SELECTED EXCERPT:

■ ■ ■ ■

42.53    Councillor Welham returned to the question of equity, losses and risks. He was concerned that if CIFCO had an income loss and would only be able to fulfil the debt repayment, then the benefit of investing in CIFCO would be diminished as the cash-flow from CIFCO to the Council would be reduced. He was also concerned about the reduction of equity.  He clarified that a reduction strategy was not necessarily an exit strategy, but a way the Council could decide not to provide funds to invest in for instance car sales, coffee shops or restaurants.

 

42.54    The Chair asked if Councillor Welham was asking for specific sectors to be included in the Business Plan or to be removed, to which Councillor Welham responded, that  he did not want to alter the Business Plan, but asked how the Business Plan would reflect if there was a particular sector the Council did not want to be involved in. It would be an advantage to include a reduction of assets strategy to adhere to such adjustments.

 

42.55     On the request of the Chair, Councillor Caston explained that the Climate Taskforce would deliver its report to Cabinet next month and included general investment strategies for climate change.

 

42.56     Councillor Carter thought it was important to invest for the future and that an exit strategy should be included, as circumstances were changing and the way of working now would have an impact on the investment for the future.

 

42.57     Councillor Hadingham MOVED recommendation 3.1 to 3.2 in the report and Councillor Osborne SECONDED it.

 

42.58     The Chair considered if it was necessary to proceed into a closed session and Members agreed it was not.

 

42.59    The Monitoring Officer advised that the recommendations in the report were for the Councils consideration and that the Committee would have to adjust the recommendations to reflect they endorsed the report and Business Plan.

■ ■ ■ ■

PROBLEMS TO WORK ON:
1) Reproduce the passage of the council meeting minutes that opens with the words containing "42.57     Councillor Hadingham MOVED" and closes with "it was not.".
2) In the council meeting minutes, who seconded Councillor Hadingham's motion on recommendations 3.1 to 3.2?
3) Resume the council meeting minutes after their last sentence, writing what follows.

DATA EXTRACTS:
■ ■ ■ ■

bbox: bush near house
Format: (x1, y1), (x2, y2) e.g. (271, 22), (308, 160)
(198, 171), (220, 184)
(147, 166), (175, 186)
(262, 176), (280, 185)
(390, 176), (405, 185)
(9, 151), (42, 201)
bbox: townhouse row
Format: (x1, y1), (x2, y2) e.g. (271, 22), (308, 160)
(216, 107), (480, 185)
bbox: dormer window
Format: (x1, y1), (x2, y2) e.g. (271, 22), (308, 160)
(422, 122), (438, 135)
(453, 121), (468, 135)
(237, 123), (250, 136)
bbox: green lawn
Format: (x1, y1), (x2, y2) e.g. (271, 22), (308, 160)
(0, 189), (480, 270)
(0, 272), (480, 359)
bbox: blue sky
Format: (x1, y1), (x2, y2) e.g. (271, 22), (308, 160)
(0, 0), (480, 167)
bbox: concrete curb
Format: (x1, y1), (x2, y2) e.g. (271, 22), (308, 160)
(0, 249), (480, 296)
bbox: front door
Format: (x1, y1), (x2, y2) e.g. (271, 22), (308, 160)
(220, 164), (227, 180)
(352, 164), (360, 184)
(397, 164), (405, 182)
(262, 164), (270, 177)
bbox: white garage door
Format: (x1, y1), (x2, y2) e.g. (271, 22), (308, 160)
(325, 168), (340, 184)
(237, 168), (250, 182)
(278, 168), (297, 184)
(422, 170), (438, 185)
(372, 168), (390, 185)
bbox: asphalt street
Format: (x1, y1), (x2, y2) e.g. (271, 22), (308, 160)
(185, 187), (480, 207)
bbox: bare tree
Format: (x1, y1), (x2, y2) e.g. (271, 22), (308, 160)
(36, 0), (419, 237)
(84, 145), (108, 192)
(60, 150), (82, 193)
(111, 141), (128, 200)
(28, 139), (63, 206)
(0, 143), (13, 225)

■ ■ ■ ■

EXPECTED OUTPUTS:
1)
42.57     Councillor Hadingham MOVED recommendation 3.1 to 3.2 in the report and Councillor Osborne SECONDED it.

 

42.58     The Chair considered if it was necessary to proceed into a closed session and Members agreed it was not.

2) Councillor Osborne

3)
 

42.60    The Proposer, Councillor Hadingham and the Seconder, Councillor Osborne agreed to the suggested adjustment.

 

42.61     Councillor Welham then proposed an amendment:

 

That more information be added in the report regarding risks, equity and risks and made available to Councillors, when they discuss the Business plans at their respective Council meetings.

 

42.62    The Chair asked if the Proposer and Seconder accepted the amendment.

 

42.63    Councillor Hadingham, the Proposer, and Councillor Osborne the Seconder both refused the proposed Amendment.

 

42.64    Councillor Carter SECONDED the proposed Amendment, which was put to Members for voting and the vote was LOST by 5 votes to 6 votes.

 

42.65    The recommendation that the Committee endorsed the Capital Investment Fund Company (CIFCO CAPITAL LTD.) Business trading and Performance Report and Business Plan, was put to Members for voting and the vote was CARRIED.

 

By 8 votes to 1 and 2 abstentions.

 

It was RESOLVED:-

 

That the Joint Overview and Scrutiny Committee endorses the Capital Investment Fund Company (CIFCO CAPITAL LTD.) Business trading and Performance Report and Business Plan.